━━━━━ TEXTE FOURNI ━━━━━

Pour ces États, l’alliance militaire française, c’est l’assurance de la défense contre les menaces étrangères et surtout un soutien à la stabilité intérieure, en clair la protection du pouvoir. Pour la France, c’est alors un surplus d’audience sur la scène internationale et l’assurance d’un soutien de plusieurs nations aux Nations-Unis. C’est aussi secondairement la possibilité de protéger la route du pétrole du Moyen-Orient et de disposer de l’exclusivité de certains produits stratégiques, en particulier ceux nécessaires à l’industrie nucléaire et à la force de dissuasion en phase de réalisation.
Cet accord très particulier entre ancien colonisateur et nouveaux Etats indépendants, reposant avant tout sur une présence militaire, s’est révélé à l’usage un piège mutuel. Par une sorte de malédiction, la force militaire française reste désespérément la plus efficace dans la région mais chaque appel à elle, quel que soit sa forme et son succès, suscite mécaniquement la critique.
Le temps des guépards
Au moment des indépendances, deux options étaient possibles pour assurer les accords de Défense. La première consistait à intervenir directement depuis la France, mais les capacités aériennes de transport lourd manquent alors cruellement (et toujours) pour pouvoir faire quelque chose à la fois important et rapide et on n’est pas du tout sûr par ailleurs d’avoir l’autorisation de survoler les pays d’Afrique du Nord. On privilégie donc très vite l’idée de maintenir des bases permanentes en Afrique, malgré leur visibilité au cœur de nations jalouses de leur indépendance.

━━━━━ ENTRÉES DE DONNÉES ━━━━━

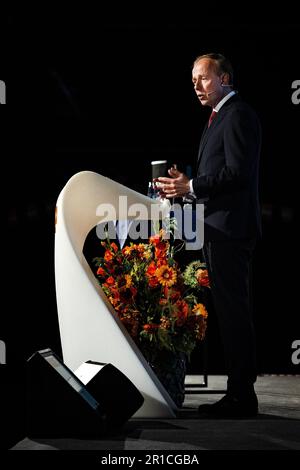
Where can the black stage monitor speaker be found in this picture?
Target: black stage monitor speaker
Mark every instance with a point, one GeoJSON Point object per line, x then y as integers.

━━━━━
━━━━━ ENTRÉES DE DONNÉES ━━━━━

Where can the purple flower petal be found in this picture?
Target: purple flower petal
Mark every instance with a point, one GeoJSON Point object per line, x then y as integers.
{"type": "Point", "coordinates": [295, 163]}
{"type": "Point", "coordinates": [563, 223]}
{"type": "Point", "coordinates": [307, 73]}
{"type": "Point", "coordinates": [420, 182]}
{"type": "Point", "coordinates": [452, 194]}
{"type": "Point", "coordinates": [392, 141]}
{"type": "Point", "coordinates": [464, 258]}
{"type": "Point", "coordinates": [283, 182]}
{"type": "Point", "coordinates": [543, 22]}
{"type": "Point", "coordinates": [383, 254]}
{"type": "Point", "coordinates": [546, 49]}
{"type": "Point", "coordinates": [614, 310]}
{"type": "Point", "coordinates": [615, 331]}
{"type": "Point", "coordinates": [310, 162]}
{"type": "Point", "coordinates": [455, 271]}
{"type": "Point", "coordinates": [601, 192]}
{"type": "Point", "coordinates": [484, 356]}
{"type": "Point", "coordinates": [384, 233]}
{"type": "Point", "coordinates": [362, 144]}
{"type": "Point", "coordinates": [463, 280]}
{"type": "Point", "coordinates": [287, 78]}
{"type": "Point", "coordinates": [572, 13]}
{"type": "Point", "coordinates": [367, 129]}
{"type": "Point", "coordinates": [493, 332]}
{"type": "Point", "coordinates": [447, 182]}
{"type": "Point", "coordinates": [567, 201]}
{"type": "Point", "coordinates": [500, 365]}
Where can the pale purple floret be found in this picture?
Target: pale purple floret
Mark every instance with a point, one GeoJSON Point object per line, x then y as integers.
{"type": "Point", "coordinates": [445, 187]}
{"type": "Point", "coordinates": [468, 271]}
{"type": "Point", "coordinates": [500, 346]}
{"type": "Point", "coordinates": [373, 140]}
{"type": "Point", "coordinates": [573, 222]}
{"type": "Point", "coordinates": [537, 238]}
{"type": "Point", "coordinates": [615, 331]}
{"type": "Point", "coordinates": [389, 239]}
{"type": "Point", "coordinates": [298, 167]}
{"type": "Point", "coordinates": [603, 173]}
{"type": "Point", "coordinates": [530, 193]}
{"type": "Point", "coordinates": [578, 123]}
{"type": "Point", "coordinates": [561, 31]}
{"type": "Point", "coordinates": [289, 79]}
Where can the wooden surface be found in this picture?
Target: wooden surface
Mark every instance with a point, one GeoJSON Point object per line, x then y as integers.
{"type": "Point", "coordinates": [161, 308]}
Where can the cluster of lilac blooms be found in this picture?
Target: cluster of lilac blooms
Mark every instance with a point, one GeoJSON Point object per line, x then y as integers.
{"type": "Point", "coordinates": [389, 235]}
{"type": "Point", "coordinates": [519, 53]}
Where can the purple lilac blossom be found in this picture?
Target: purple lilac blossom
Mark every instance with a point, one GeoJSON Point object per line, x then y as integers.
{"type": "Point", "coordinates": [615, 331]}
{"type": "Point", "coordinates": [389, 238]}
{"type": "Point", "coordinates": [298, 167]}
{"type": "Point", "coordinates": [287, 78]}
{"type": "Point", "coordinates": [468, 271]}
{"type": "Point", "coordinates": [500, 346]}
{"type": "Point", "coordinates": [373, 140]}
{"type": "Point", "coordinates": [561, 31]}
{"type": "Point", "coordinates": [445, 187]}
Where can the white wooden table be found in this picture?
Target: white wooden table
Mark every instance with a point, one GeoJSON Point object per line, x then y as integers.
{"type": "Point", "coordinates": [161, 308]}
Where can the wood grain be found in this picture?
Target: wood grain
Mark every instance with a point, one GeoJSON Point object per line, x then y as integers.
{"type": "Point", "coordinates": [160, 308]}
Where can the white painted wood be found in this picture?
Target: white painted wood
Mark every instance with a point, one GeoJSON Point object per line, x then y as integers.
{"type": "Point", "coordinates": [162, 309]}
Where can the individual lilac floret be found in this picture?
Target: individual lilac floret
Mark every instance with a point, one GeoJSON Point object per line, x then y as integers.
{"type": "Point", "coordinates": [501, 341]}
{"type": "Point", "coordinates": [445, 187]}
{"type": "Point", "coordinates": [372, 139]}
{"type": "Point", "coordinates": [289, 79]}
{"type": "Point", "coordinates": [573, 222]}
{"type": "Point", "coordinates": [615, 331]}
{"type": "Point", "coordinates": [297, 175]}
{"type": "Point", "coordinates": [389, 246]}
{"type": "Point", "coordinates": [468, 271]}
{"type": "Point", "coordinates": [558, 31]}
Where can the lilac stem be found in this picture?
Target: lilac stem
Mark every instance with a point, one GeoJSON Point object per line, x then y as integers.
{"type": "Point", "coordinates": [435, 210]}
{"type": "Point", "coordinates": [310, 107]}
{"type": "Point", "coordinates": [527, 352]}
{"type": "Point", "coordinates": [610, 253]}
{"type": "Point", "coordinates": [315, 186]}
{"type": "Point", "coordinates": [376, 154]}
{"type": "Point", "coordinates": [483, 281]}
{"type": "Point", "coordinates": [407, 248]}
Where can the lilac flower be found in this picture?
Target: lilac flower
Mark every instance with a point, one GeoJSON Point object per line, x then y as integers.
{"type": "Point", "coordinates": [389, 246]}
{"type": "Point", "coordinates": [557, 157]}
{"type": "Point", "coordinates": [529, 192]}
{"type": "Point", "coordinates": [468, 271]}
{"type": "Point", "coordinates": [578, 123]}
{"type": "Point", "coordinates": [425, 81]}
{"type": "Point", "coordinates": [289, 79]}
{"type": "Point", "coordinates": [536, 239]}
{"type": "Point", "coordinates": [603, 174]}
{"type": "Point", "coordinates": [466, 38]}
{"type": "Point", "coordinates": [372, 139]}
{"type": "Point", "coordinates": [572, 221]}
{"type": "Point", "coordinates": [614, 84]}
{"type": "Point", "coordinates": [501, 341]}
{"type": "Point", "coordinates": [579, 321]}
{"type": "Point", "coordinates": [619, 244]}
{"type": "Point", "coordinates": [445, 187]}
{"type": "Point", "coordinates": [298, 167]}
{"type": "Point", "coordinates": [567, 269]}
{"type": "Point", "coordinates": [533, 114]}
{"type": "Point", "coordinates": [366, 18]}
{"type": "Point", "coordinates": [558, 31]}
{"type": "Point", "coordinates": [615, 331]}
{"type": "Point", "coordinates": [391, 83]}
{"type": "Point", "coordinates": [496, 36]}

━━━━━

▶ _VOTRE TÂCHE_:
Répondez aux questions suivantes sur le texte consacré à l'alliance militaire française avec les nouveaux États indépendants :
(a) Quelle route la France peut-elle protéger grâce à cette alliance ?
(b) Qu'est devenu à l'usage l'accord reposant avant tout sur une présence militaire ?
(c) Quelle idée a-t-on très vite privilégiée au moment des indépendances ?

▶ _RÉSULTAT DE L'EXERCICE_:
(a) La France peut protéger la route du pétrole du Moyen-Orient.
(b) L'accord s'est révélé à l'usage un piège mutuel.
(c) On a très vite privilégié l'idée de maintenir des bases permanentes en Afrique.